• _Zu erledigen_
1: Welche beiden Mittel zur Modularisierung von Software hatten sich laut dem Textausschnitt in den 60er-Jahren etabliert?
2: Erkläre anhand des Textausschnitts, warum einige der darin behandelten Programmiersprachen als exotisch gelten.
3: Knüpfe an den letzten Satz des Textausschnitts über Modularisierung in Programmiersprachen an und schreibe ihn weiter.

• _Textausschnitt_
Was als exotisch gilt, ist eine Frage von Zeit- und Standpunkt. Leitmotiv für die hier getroffene Auswahl von Programmiersprachen ist der Gedanke, Exotik nicht um ihrer selbst willen - etwa in Gestalt einer Collage von ‘weird constructs’ - sondern um ihrer Fruchtbarkeit für die Welt des Normalen willen vorzuführen. Das Ziel dieser Serie, auf Information hinzuweisen, die das Internet bietet, stößt allerdings an seine Grenzen: Tatsächlich vermag eine sorgfältig aufgebaute Fachbibliothek immer noch mehr zu bieten. Die Sprachen sind exotisch insofern, als sie auf den ersten Blick so scheinen mögen. Andererseits zeichnen sie sich dadurch aus, dass sie Spuren in der Gegenwart hinterlassen haben.

Gemeinsam ist ihnen, dass sie innovative Konstrukte einführten, die Programmierer dabei unterstützen sollten, Code in sinnvoller Weise in Module zu gliedern. Dieses Thema verbindet Sprachen, die es in den Werkzeugkasten des Mainstreams geschafft haben, mit solchen, denen dies verwehrt blieb und die deshalb als exotisch gelten.

Wahrscheinlich ist das Ziel, Software zu modularisieren, so alt wie die Softwareentwicklung selbst. In den 60er-Jahren des letzten Jahrhunderts hatten sich als Mittel dazu die Unterprogrammtechnik und die getrennte Übersetzung etabliert. Einen Fortschritt brachten an der Wende der 60er/70er-Jahre Studien von Forschern wie David Parnas, Barbara Liskov, O.-J. Dahl, C.A.R. Hoare und John Reynolds. Entscheidend wären - in der Formulierung eines klassischen Papiers von Parnas - die Kriterien, anhand derer Softwaresysteme in Module zu zerlegen seien. Der Schlüssel zu stabilen, isoliert erstellbaren und verstehbaren Modulen mit kleiner Schnittstelle seien die Datenstrukturen und die zu ihrer Inspektion und Modifikation erforderlichen Operationen. Im Verhältnis zu den bisherigen Ansätzen, die sich vorwiegend an der Ablaufsteuerung orientierten, bedeutete dies eine Art kopernikanische Wende.

• _Gesammelte Daten_
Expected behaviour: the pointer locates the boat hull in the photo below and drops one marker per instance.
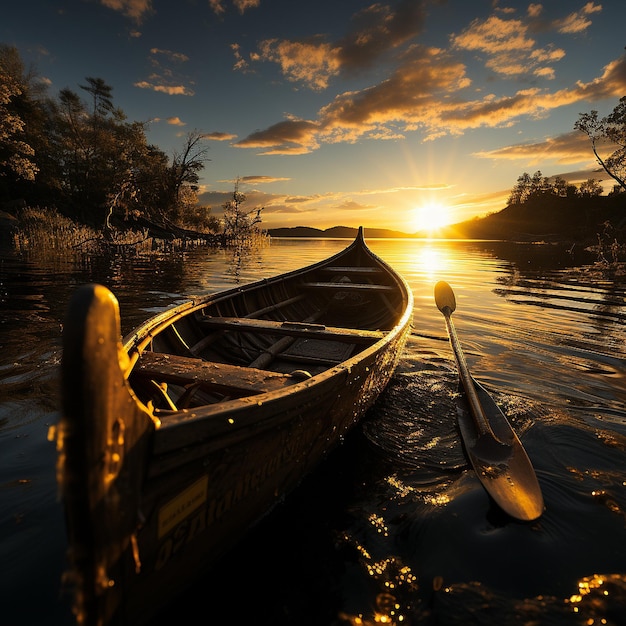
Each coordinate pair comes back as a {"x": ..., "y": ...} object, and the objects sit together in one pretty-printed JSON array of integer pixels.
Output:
[{"x": 158, "y": 484}]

• _Antworten je Aufgabe_
1: Die Unterprogrammtechnik und die getrennte Übersetzung.

2: Auch diese Sprachen führten innovative Konstrukte zur Gliederung von Code in Module ein. Anders als andere Sprachen haben sie es aber nicht in den Werkzeugkasten des Mainstreams geschafft, und deshalb gelten sie als exotisch.

3:
Die erste Programmiersprache, die das Bündeln von Variablen und Operationen durch ein besonderes Sprachkonstrukt unterstützte, war Simula67, eine Erweiterung von Algol60, das in der europäischen akademischen Informatik (die damals noch nicht als eigenständiger Fachbereich existierte) chic war. Simula67, 1967 am Norwegian Computing Center von Dahl und anderen geschaffen, befreite den Algol-Block - jene begin/end-Klammer, die Variablendeklarationen, Prozedurdefinitionen und Anweisungen verband - aus der Einbettung in den linearen Kontrollfluss und verschob den Activation Record vom Stack in den Heap. Die abgelösten Blöcke hießen jetzt Klassen, waren beliebig oft aufrufbar und ihre Inkarnationen lebten, solange es noch Referenzen auf sie gab - automatische Speichermüllabfuhr inklusive, sobald dies nicht mehr der Fall war. Unter Kennern gilt die Sprache auch heute noch als ‘significant improvement upon most of its successors’ - Nachfolgern wie Smalltalk, C++ und Java.

In ihrer skandinavischen Heimat, doch auch im Ostblock, in Schottland, Kanada und der BRD hatte Simula treue Anhänger. Die Université de Montréal unterhält heute noch eine Simula-Seite, eine Vielzahl von Hinweisen bringen die Cetus-Links unter. Theoretische Einsichten vermittelt die Programmiersprachenvorlesung (http://www.stanford.edu/class/cs242/Autumn1997/outlines-95/simula.html) von Kathleen Fisher. Lisp-Experten wissen natürlich, dass alles, was die Klassen von Simula und allem, was danach kam, leisteten, mit Lisp schon längst ging und auch mit den moderneren funktionalen Sprachen wie ML geht (zu SML/NJ, zu caML).

Kathleen Fisher macht das durch ein ML-Beispiel deutlich: Alles was class kann, kann auch let, und eine Klassenausprägung ist nichts anderes als ein lexikalischer Abschluss: eine Klammer, innerhalb der sich die Evaluation eines Ausdrucks unter einer Menge von Bindungen - Assoziationen von Namen mit Werten, die auch Funktionen sein können - vollzieht.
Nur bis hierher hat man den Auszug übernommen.